* TASK INSTRUCTIONS
Report each line in the records below that contains the string "wall", copying every such line in full.

------ MATERIAL FOR THIS EXERCISE

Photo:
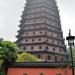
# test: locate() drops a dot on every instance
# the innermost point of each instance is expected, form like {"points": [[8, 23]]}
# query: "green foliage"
{"points": [[2, 73], [73, 51], [27, 57], [8, 51]]}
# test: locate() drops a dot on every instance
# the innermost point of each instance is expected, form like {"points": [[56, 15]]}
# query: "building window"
{"points": [[49, 58], [40, 47], [32, 40], [39, 39], [32, 47]]}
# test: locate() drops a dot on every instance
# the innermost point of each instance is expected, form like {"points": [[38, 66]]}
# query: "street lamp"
{"points": [[71, 43]]}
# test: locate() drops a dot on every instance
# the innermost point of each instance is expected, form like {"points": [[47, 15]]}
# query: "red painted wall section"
{"points": [[37, 71]]}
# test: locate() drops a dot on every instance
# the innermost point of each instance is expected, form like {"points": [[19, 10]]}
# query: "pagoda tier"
{"points": [[40, 31]]}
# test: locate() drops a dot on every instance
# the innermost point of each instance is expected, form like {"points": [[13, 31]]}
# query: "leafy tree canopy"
{"points": [[27, 57], [8, 51]]}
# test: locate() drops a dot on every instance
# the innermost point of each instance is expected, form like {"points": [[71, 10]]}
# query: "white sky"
{"points": [[11, 10]]}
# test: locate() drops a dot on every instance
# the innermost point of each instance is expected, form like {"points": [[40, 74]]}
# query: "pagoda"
{"points": [[40, 31]]}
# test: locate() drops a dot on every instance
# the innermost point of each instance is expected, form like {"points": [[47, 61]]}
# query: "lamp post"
{"points": [[71, 43]]}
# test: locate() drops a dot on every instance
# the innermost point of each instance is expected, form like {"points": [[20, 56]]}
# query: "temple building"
{"points": [[40, 31]]}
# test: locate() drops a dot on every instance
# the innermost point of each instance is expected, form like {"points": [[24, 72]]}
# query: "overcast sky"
{"points": [[11, 10]]}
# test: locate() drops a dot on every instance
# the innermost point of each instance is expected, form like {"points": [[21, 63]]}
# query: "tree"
{"points": [[27, 57], [8, 53]]}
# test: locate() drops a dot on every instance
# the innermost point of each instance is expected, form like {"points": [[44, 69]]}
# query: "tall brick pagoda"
{"points": [[40, 31]]}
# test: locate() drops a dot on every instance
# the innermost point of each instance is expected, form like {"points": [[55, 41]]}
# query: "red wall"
{"points": [[37, 71]]}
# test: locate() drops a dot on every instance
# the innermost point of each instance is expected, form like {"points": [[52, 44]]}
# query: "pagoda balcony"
{"points": [[43, 16], [41, 43], [43, 2], [42, 5], [43, 28], [40, 64], [42, 11], [44, 52], [40, 36]]}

------------

* COMPLETED EXERCISE
# query: "red painted wall section"
# query: "red wall"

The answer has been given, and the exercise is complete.